** Tareas **
a) Responda estas preguntas con datos del fragmento sobre Natalia y Leone Ginzburg:
(i) ¿En qué ciudad nació Leone Ginzburg?
(ii) ¿A qué localidad siguió Natalia a su marido al destierro?
(iii) ¿Qué autores traduce Leone mientras debe presentarse a diario a la policía?
b) Escriba la continuación del fragmento sobre Natalia y Leone Ginzburg a partir de su última oración.

** Fragmento del documento **

-=-=-=-=-

En 1938, se casa con Leone Ginzburg, un judío ruso nacido en Odessa, lector de literatura eslava en la universidad turinesa, que había fundado con Giulio Einaudi la editorial de ese nombre, y que se había visto obligado cuatro años antes a abandonar la universidad tras su negativa a prestar juramento de lealtad al fascismo. A finales del año de su matrimonio, entran en vigor las leyes raciales fascistas contra los judíos, y, tanto a Natalia como a su marido, les retiran el pasaporte. Leone Ginzburg, además, pierde la nacionalidad italiana y se ve convertido en un apátrida: son los años en que Natalia suspira por tener un pasaporte Nansen que les permitiese escapar de la bota fascista. En 1939 habían tenido su primer hijo, y, en 1940, el segundo. Cuando, en 1940, Leone es enviado al “confino”, exilio interior al que recurría el régimen contra sus opositores, Natalia sigue a su marido al destierro a Pizzoli, en Abruzzo, con sus dos hijos. Leone debe presentarse diariamente a la policía, mientras traduce a Tolstói y Pushkin. Allí nacerá el tercero, la niña Alessandra.

-=-=-=-=-

** Extractos del listado **
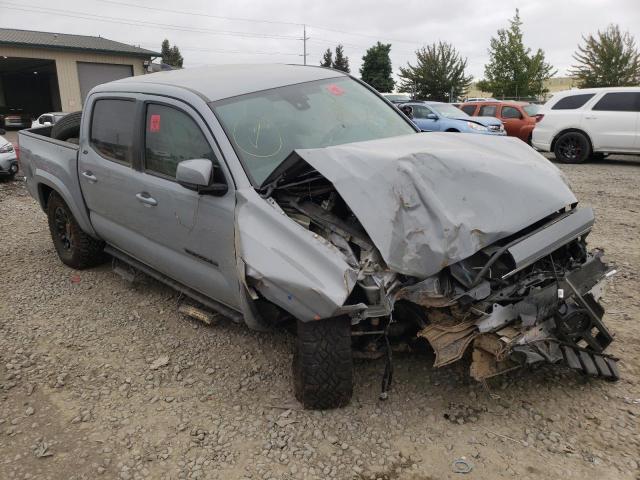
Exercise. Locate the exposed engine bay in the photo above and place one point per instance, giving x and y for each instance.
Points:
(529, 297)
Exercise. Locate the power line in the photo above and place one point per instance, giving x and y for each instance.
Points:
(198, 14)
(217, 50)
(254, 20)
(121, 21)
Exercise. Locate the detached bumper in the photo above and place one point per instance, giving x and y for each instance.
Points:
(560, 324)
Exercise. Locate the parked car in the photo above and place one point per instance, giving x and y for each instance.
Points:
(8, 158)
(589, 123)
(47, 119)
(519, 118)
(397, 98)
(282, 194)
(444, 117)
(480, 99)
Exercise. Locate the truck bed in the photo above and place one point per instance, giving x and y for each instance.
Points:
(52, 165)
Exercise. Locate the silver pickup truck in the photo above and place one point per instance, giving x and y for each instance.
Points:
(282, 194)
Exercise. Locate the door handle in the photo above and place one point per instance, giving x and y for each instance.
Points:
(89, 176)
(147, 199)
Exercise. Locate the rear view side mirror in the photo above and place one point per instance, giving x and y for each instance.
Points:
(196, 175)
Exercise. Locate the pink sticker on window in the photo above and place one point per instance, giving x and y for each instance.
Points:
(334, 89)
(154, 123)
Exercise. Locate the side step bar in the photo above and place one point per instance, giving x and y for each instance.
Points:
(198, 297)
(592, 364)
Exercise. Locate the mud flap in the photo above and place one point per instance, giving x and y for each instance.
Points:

-=-=-=-=-

** Tareas resueltas **
a)
(i) En Odessa.
(ii) A Pizzoli, en Abruzzo.
(iii) Tolstói y Pushkin.

b)
En 1942, Natalia publica en Einaudi la novela La strada che va in città, firmando como Alessandra Tornimparte (por el nombre de un pueblecito cercano a Pizzoli), porque su apellido, Levi, es judío, y las leyes fascistas le impiden hacerlo con el suyo. Mientras, traduce a Proust. Al año siguiente, tras la caída de Mussolini, Leone abandona en julio el confinamiento en Pizzoli, y se va a Roma, donde trabaja clandestinamente; Natalia lo sigue en octubre. Pero las cosas se complican: Leone es detenido en noviembre en una imprenta clandestina, y encarcelado en la prisión de Regina Coeli, por lo que Natalia se ve obligada a esconderse con sus hijos en un convento en via Nomentana. Pero lo peor estaba por llegar. En febrero de 1944, Leone, es salvajemente torturado en la cárcel, rompiéndole la mandíbula en los interrogatorios y dejándolo en un estado crítico. No llaman a ningún médico, y Leone, muere, solo, en la celda. En esas horas dramáticas antes del desenlace, Sandro Pertini (quien, muchos años después, sería presidente de la República) lo oyó musitar en los pasillos, ensangrentado: “No hay que odiar a los alemanes, después”. Natalia, trastornada, se refugia en Florencia, con su madre. El asesinato de su marido la marcaría para siempre.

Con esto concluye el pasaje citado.